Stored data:
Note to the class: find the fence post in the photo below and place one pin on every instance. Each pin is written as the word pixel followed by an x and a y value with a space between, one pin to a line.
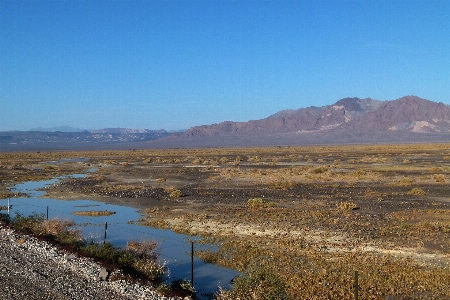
pixel 106 228
pixel 192 263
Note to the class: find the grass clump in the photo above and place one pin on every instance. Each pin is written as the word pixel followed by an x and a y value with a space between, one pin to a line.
pixel 176 194
pixel 348 205
pixel 417 192
pixel 28 223
pixel 257 283
pixel 55 229
pixel 140 256
pixel 255 203
pixel 94 213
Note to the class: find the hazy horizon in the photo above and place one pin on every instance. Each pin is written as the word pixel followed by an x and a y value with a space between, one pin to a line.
pixel 177 64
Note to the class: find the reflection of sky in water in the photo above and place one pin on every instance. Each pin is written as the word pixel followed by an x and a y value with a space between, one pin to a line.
pixel 174 248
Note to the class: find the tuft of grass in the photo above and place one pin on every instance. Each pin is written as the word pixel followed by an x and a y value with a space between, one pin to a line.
pixel 256 283
pixel 94 213
pixel 417 191
pixel 176 194
pixel 348 205
pixel 255 203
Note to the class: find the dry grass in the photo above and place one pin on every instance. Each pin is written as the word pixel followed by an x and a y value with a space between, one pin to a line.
pixel 94 213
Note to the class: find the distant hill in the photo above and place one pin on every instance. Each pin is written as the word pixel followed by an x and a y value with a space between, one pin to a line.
pixel 409 119
pixel 349 120
pixel 95 139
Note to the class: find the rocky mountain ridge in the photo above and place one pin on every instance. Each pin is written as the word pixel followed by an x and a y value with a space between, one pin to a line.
pixel 349 120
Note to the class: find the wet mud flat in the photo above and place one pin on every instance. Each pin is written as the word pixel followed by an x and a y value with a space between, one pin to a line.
pixel 323 213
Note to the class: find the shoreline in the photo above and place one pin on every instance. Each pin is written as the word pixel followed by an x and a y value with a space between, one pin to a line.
pixel 36 269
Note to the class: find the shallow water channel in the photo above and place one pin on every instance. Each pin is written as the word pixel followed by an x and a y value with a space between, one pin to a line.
pixel 174 249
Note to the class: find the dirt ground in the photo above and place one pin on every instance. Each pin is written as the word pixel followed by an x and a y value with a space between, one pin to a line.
pixel 312 214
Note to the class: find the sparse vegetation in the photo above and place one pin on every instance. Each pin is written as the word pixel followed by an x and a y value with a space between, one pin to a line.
pixel 94 213
pixel 311 238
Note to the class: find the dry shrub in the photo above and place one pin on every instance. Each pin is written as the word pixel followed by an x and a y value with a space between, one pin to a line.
pixel 56 226
pixel 146 258
pixel 255 203
pixel 347 205
pixel 416 191
pixel 440 178
pixel 405 181
pixel 94 213
pixel 176 194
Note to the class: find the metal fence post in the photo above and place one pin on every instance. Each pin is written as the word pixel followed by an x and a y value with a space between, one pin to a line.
pixel 192 263
pixel 106 228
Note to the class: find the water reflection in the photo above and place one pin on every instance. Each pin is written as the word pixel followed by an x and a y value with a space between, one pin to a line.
pixel 174 248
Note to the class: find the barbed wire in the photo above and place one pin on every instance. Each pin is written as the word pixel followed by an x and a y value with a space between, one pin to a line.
pixel 161 239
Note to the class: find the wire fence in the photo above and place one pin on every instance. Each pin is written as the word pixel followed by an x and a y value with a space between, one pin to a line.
pixel 176 250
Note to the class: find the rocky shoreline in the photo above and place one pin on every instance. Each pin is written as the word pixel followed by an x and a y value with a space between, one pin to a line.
pixel 35 269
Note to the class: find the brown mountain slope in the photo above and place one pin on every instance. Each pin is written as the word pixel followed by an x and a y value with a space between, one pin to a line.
pixel 349 120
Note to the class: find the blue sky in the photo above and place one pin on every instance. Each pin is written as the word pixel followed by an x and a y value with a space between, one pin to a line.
pixel 177 64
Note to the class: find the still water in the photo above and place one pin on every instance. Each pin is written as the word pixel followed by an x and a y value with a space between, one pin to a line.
pixel 174 248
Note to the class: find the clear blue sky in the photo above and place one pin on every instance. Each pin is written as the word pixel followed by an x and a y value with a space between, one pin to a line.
pixel 177 64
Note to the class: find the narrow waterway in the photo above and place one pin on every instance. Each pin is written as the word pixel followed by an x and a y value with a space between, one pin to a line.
pixel 121 227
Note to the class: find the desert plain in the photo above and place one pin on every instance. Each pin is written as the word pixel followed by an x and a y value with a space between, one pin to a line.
pixel 312 215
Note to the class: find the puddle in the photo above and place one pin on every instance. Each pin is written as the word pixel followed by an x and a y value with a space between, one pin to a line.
pixel 174 248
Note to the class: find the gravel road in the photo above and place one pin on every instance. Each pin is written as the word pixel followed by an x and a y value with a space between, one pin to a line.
pixel 34 269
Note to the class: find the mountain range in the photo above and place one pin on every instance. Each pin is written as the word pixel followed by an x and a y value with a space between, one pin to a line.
pixel 349 120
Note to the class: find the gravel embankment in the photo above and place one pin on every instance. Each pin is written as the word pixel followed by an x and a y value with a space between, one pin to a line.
pixel 34 269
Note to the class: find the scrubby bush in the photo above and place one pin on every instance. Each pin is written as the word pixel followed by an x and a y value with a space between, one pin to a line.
pixel 259 203
pixel 32 222
pixel 416 191
pixel 176 194
pixel 347 205
pixel 259 283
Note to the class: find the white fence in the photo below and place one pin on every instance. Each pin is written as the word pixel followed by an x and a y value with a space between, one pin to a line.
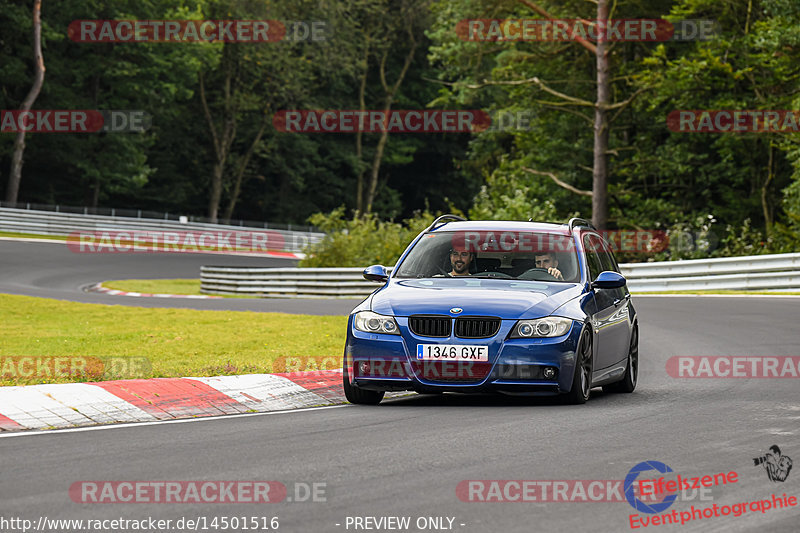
pixel 764 272
pixel 54 223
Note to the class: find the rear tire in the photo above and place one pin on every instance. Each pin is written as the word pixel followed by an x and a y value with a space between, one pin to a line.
pixel 359 396
pixel 628 382
pixel 582 378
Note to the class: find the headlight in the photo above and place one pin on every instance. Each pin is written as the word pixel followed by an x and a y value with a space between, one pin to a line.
pixel 551 326
pixel 370 322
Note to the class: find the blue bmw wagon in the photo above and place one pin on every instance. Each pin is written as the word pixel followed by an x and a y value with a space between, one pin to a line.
pixel 510 307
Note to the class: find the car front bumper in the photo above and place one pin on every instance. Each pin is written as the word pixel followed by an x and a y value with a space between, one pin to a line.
pixel 389 363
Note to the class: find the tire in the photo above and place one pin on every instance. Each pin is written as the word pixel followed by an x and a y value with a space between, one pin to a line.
pixel 359 396
pixel 582 378
pixel 628 382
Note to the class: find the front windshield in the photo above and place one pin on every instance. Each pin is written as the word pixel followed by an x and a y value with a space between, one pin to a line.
pixel 526 255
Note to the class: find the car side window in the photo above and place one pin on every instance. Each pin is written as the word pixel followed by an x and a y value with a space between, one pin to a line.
pixel 590 246
pixel 607 257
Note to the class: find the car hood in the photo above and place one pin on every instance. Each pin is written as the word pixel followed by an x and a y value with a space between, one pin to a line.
pixel 509 299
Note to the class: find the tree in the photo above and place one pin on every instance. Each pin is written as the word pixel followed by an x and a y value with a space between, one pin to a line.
pixel 15 175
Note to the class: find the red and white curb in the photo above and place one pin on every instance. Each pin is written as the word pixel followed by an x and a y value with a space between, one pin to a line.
pixel 147 400
pixel 114 292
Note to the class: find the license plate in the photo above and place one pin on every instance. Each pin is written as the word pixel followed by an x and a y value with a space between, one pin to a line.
pixel 452 352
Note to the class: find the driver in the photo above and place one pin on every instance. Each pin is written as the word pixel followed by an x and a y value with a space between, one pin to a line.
pixel 549 262
pixel 460 261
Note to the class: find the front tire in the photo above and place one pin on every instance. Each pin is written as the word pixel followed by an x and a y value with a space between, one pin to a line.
pixel 359 396
pixel 628 382
pixel 582 378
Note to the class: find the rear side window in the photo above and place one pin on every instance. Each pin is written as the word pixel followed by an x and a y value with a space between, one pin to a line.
pixel 591 245
pixel 605 257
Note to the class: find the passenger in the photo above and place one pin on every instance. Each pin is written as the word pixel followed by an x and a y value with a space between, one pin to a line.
pixel 548 261
pixel 460 262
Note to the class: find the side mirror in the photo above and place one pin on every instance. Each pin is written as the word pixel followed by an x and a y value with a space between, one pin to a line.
pixel 376 273
pixel 609 280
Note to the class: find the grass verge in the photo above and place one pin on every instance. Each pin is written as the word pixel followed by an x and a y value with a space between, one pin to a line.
pixel 32 236
pixel 174 342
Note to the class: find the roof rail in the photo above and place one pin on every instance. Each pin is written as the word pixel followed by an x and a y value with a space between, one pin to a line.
pixel 444 219
pixel 580 222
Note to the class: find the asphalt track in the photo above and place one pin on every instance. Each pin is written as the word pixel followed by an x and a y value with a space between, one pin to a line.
pixel 53 271
pixel 406 457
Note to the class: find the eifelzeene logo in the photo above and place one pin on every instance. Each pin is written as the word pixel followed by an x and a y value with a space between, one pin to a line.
pixel 777 465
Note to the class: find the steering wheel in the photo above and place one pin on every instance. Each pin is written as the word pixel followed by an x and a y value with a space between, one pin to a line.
pixel 494 275
pixel 537 274
pixel 443 272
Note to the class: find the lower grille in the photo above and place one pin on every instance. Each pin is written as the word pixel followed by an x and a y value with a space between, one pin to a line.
pixel 478 327
pixel 430 325
pixel 451 371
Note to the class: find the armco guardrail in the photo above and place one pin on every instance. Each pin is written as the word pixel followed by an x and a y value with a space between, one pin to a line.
pixel 755 272
pixel 765 272
pixel 286 282
pixel 52 223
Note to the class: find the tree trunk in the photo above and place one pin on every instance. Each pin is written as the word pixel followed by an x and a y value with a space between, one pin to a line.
pixel 15 177
pixel 600 167
pixel 376 166
pixel 237 186
pixel 390 93
pixel 362 106
pixel 764 204
pixel 223 140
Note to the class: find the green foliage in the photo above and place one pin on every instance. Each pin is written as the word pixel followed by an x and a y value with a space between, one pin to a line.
pixel 361 240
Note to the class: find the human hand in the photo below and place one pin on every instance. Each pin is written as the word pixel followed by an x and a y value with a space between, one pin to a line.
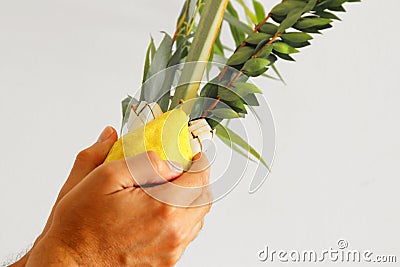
pixel 102 217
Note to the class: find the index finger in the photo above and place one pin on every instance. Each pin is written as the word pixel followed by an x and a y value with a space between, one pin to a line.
pixel 185 189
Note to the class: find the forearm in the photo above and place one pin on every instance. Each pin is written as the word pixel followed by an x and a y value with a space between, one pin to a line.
pixel 48 253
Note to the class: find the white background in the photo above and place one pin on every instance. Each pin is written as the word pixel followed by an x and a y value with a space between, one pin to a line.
pixel 65 66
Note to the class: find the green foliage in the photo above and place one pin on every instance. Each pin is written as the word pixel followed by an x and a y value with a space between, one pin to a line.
pixel 278 34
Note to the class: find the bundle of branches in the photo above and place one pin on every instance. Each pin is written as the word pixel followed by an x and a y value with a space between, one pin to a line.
pixel 261 39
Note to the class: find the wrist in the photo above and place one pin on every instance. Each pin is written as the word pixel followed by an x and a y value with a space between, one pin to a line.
pixel 51 252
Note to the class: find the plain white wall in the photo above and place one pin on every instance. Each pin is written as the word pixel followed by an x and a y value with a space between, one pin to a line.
pixel 65 66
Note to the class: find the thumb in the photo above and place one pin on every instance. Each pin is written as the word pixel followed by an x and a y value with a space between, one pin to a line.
pixel 90 158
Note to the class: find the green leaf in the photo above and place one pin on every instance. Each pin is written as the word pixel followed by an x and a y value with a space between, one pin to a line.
pixel 284 48
pixel 327 15
pixel 259 9
pixel 255 66
pixel 147 61
pixel 225 113
pixel 284 56
pixel 298 45
pixel 228 134
pixel 311 22
pixel 237 23
pixel 251 100
pixel 269 28
pixel 310 6
pixel 249 14
pixel 337 9
pixel 296 37
pixel 150 92
pixel 290 20
pixel 200 50
pixel 284 8
pixel 236 148
pixel 275 69
pixel 241 56
pixel 238 36
pixel 265 50
pixel 244 89
pixel 237 105
pixel 257 37
pixel 227 94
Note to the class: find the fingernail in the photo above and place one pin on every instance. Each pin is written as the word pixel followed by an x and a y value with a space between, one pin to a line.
pixel 175 166
pixel 105 134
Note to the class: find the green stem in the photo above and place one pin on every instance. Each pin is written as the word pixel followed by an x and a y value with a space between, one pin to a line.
pixel 200 50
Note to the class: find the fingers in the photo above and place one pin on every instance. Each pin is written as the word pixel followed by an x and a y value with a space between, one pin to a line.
pixel 184 190
pixel 145 169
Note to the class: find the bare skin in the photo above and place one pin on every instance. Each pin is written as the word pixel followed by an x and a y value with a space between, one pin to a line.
pixel 103 218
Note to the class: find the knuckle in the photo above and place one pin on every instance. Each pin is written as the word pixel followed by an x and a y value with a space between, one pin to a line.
pixel 171 259
pixel 157 163
pixel 165 212
pixel 175 235
pixel 84 155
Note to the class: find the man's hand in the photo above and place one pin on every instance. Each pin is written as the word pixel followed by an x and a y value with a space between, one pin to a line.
pixel 103 218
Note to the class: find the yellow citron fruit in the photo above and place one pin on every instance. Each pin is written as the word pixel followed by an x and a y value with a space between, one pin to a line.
pixel 167 135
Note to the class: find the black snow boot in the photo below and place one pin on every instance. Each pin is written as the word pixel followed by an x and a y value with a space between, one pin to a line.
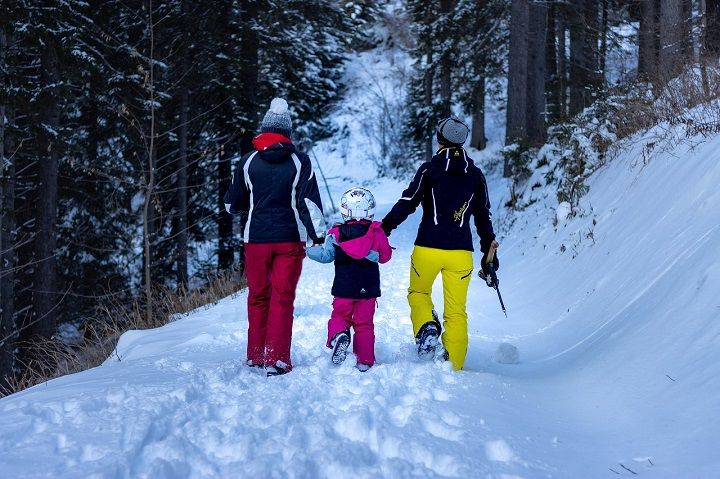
pixel 340 344
pixel 279 369
pixel 428 338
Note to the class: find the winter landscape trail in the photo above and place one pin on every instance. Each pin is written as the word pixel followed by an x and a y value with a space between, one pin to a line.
pixel 607 385
pixel 614 313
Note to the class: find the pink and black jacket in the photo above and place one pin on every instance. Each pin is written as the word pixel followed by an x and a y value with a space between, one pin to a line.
pixel 350 246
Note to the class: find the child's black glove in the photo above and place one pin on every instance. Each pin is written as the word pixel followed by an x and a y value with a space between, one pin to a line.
pixel 487 270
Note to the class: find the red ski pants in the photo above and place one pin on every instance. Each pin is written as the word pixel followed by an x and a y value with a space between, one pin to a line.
pixel 359 314
pixel 273 271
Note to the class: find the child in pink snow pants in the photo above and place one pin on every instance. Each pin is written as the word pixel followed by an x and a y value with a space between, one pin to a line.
pixel 356 246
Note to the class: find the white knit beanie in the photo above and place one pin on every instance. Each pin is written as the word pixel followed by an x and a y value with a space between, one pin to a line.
pixel 277 119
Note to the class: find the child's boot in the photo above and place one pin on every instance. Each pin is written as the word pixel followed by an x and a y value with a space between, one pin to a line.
pixel 340 344
pixel 428 338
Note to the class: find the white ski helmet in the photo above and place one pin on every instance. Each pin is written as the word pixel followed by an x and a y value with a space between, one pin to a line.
pixel 357 203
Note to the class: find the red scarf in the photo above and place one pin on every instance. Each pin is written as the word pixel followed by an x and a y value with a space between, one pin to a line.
pixel 266 140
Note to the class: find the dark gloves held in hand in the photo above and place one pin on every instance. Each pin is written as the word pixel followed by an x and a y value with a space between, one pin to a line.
pixel 488 268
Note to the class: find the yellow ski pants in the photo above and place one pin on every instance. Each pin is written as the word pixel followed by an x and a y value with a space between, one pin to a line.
pixel 456 268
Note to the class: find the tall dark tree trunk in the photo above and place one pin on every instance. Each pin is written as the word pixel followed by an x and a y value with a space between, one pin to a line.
pixel 537 29
pixel 552 76
pixel 182 177
pixel 251 56
pixel 712 29
pixel 517 76
pixel 477 138
pixel 182 186
pixel 603 38
pixel 671 37
pixel 7 226
pixel 428 100
pixel 686 31
pixel 562 62
pixel 591 70
pixel 226 256
pixel 446 7
pixel 578 62
pixel 45 289
pixel 649 40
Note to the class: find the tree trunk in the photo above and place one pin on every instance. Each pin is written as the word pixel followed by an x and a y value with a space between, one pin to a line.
pixel 591 69
pixel 182 179
pixel 649 40
pixel 603 39
pixel 552 77
pixel 671 38
pixel 537 29
pixel 250 50
pixel 149 205
pixel 578 62
pixel 45 287
pixel 562 63
pixel 428 100
pixel 446 7
pixel 477 138
pixel 686 31
pixel 712 29
pixel 517 76
pixel 226 256
pixel 7 241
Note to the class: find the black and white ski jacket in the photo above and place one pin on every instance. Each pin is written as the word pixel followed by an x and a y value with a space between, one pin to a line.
pixel 451 189
pixel 277 189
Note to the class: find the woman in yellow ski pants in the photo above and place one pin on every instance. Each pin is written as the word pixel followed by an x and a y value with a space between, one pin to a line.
pixel 456 267
pixel 450 189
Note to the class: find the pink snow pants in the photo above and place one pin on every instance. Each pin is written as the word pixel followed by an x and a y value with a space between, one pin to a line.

=== Work required ===
Please copy the records starting with the line that contains "Note to the class: find the winter" and going on through the line that contains "pixel 614 313", renaming "winter landscape trail" as "snowy mountain path" and leaving everything else as it is.

=== Written solution ===
Note to the class: find the snowy mountain path in the photo above and place one pin on every instance. Each pin is written as the word pixel followed by an x and a y value with a space between, one pin to a line.
pixel 607 385
pixel 614 313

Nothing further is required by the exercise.